Work order: Whatever appears in the records, write it out again exactly.

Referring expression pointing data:
────────

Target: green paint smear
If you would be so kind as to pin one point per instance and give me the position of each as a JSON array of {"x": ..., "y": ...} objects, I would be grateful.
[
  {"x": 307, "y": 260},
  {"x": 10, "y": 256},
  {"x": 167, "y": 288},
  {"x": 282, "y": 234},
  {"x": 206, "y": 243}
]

────────

Solved problem:
Target: green paint smear
If you would be so kind as to pin one point per instance and give me the position of each as a JSON array of {"x": ..., "y": ...} objects, I would be grateful.
[
  {"x": 307, "y": 260},
  {"x": 10, "y": 256},
  {"x": 167, "y": 288},
  {"x": 282, "y": 234},
  {"x": 206, "y": 243}
]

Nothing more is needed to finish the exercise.